**WHAT TO PRODUCE:** Below are some entries; can you quote all of them exactly?

**EXERCISE MATERIAL:**
┄┄┄┄┄┄┄┄┄┄
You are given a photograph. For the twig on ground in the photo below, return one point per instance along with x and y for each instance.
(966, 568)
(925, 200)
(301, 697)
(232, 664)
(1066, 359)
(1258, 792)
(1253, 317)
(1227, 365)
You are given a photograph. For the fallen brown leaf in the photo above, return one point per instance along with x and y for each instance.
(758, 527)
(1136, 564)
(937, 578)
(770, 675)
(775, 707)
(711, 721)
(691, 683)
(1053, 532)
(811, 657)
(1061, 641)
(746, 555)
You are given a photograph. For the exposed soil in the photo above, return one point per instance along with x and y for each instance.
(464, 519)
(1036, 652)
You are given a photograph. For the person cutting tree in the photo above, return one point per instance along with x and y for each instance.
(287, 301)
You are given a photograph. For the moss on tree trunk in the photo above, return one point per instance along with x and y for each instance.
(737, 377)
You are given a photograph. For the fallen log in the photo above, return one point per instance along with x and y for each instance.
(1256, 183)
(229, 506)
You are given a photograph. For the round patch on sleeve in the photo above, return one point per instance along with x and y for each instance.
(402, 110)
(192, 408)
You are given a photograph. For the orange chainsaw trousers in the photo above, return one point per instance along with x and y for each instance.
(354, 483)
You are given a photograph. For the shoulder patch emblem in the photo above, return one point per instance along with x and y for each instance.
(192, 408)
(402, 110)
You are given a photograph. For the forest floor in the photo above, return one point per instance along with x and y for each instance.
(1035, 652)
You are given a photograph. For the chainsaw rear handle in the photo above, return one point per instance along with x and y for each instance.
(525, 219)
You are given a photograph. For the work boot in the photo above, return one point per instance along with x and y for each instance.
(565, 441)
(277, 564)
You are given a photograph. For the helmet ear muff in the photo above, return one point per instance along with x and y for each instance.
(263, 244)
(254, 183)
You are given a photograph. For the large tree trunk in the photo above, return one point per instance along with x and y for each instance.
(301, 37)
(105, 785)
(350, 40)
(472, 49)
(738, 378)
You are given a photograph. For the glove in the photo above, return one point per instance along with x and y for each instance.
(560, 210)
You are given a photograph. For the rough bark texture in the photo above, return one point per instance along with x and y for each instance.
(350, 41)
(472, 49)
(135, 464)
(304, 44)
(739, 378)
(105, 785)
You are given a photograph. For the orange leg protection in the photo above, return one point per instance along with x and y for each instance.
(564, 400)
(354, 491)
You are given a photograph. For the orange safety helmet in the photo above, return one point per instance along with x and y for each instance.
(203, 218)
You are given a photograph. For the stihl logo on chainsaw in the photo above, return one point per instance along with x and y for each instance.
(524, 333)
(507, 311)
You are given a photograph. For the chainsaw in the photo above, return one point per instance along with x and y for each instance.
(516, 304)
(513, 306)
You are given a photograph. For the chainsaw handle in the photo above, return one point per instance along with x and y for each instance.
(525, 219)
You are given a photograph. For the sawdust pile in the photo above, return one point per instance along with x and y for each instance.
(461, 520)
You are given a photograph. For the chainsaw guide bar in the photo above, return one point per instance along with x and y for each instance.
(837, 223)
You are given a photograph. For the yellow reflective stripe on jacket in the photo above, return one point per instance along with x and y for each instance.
┄┄┄┄┄┄┄┄┄┄
**THE REPLY:**
You are given a photograph. For the twig on ground in the photo below, return one point per instance along with x and y for each instance.
(966, 568)
(925, 200)
(301, 697)
(232, 664)
(1066, 359)
(1258, 792)
(1253, 317)
(1227, 365)
You are given a photograph. For the fallen brown leaf in the photo above, return one point per instance along with x and y for each instance.
(758, 527)
(1136, 564)
(937, 578)
(770, 675)
(775, 707)
(711, 721)
(691, 683)
(1053, 532)
(811, 657)
(1061, 641)
(746, 555)
You are given a photograph. For the exposed soil in the photo above, return one point per instance along with x and y for each instance.
(464, 519)
(1036, 652)
You are given a photograph. For the person cutting tree in the photo above, return one point per instance along with x and y for each instance.
(287, 301)
You are given a photograph. For the moss on tree trunk in the photo above, return one point per instance along with x and y for each instance.
(737, 377)
You are given a photograph. For the fallen log in the photo above, return one point per instance along with x and y for each instance.
(1256, 183)
(229, 506)
You are given a photograph. For the round patch on sleeve in the photo above, return one point per instance along with x and y for each instance.
(402, 110)
(192, 408)
You are given a photograph. For the orange chainsaw trousers in the photo above, return one point per instance along with x and y for each instance.
(354, 483)
You are given a photograph. For the shoulder patch emblem in the photo above, return one point per instance along with x and y for each instance.
(192, 408)
(402, 110)
You are given a photograph. For the forest floor in the photo above, return one point per instance along with x and y for each instance.
(1035, 652)
You are given a photograph. For the chainsaw rear handle in the photo above, return one point per instance along with x and y for each instance.
(525, 219)
You are given a photograph. For the work boot in the photo above, return one point per instance along with x and y for each instance.
(565, 441)
(277, 564)
You are given a photograph. For the helmet ear muff in the photo above, return one point per instance along with x and y for each instance.
(263, 244)
(254, 183)
You are given a photograph. For the large tree trunk in the photo above, return one point per instance along with x and y for each instance.
(301, 37)
(105, 785)
(350, 40)
(472, 49)
(738, 378)
You are given a photograph. For the glove in the photo above, return one point per instance along with x and y for each instance.
(560, 210)
You are given a photograph. For the rough bark texture in the photo above, return one point per instance along with x and y for each instance.
(350, 41)
(472, 49)
(135, 464)
(304, 44)
(739, 378)
(105, 785)
You are given a photograph. For the orange leg protection in the photo above, return one point per instance along with x and y for each instance.
(564, 400)
(354, 491)
You are given a photograph. For the orange safety helmet in the photo above, return one point per instance along with x and y for each instance.
(203, 218)
You are given a photograph. For the stihl logo on chainsaw in the photo above, return one point per instance along with x and y for each instance.
(524, 333)
(507, 311)
You are given a photograph. For the chainsaw in the photo above, return one point per instance along with x and y for each instance.
(516, 304)
(513, 306)
You are given a photograph. For the chainsaw handle in the photo above, return one point per instance along with x and y for each instance.
(525, 219)
You are given a photograph. For the sawdust pile in the photo above, return one point per instance along with x and y for each instance.
(461, 520)
You are given a photograph. For the chainsaw guide bar in the photo above, return one point per instance along with x and y for each instance.
(837, 223)
You are given a photograph. For the yellow reflective stripe on jacket in the photo above, return one point per instance along with x and y for each instance.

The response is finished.